Posted by Jason Polak on 05. July 2011 · Write a comment · Categories: commutative-algebra

It’s no secret that all sorts of neat theorems and ideas go haywire upon the dropping of their finite generation hypotheses. A paltry but illustrative example is that an injective linear map $ T:V\to V$ on a finite dimensional vector space $ V$ is also surjective. From a counterexample point of view this pretty proposition isn’t terribly interesting.

Let us then make a short journey to the land of modules over arbitrary rings, and consider the trite and trivial observation that if $ M$ is a nontrivial module over some ring, then $ 0M\not= M$. This is hardly worth mention, and any capable mathematician would be wont to want more. Luckily there’s a generalization called Nakayama’s Lemma, which aside from being immensely useful, it has a short and entertaining proof.

Nakayama’s lemma, in one form, states that if $ M$ is a finitely generated left module over a ring $ R$ and $ \mathrm{Jac}(R)M = M$ then $ M = 0$. Note that we have not assumed that $ R$ is commutative. The proof is a fun exercise, and I shall omit it, as most readers have probably already seen it anyway.

Data block
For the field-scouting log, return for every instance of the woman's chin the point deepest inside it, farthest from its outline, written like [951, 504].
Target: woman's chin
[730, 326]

Given request
Can you copy out the entire post on Nakayama's lemma from above, word for word and with nothing left out?

Solution to this task
Posted by Jason Polak on 05. July 2011 · Write a comment · Categories: commutative-algebra

It’s no secret that all sorts of neat theorems and ideas go haywire upon the dropping of their finite generation hypotheses. A paltry but illustrative example is that an injective linear map $ T:V\to V$ on a finite dimensional vector space $ V$ is also surjective. From a counterexample point of view this pretty proposition isn’t terribly interesting.

Let us then make a short journey to the land of modules over arbitrary rings, and consider the trite and trivial observation that if $ M$ is a nontrivial module over some ring, then $ 0M\not= M$. This is hardly worth mention, and any capable mathematician would be wont to want more. Luckily there’s a generalization called Nakayama’s Lemma, which aside from being immensely useful, it has a short and entertaining proof.

Nakayama’s lemma, in one form, states that if $ M$ is a finitely generated left module over a ring $ R$ and $ \mathrm{Jac}(R)M = M$ then $ M = 0$. Note that we have not assumed that $ R$ is commutative. The proof is a fun exercise, and I shall omit it, as most readers have probably already seen it anyway.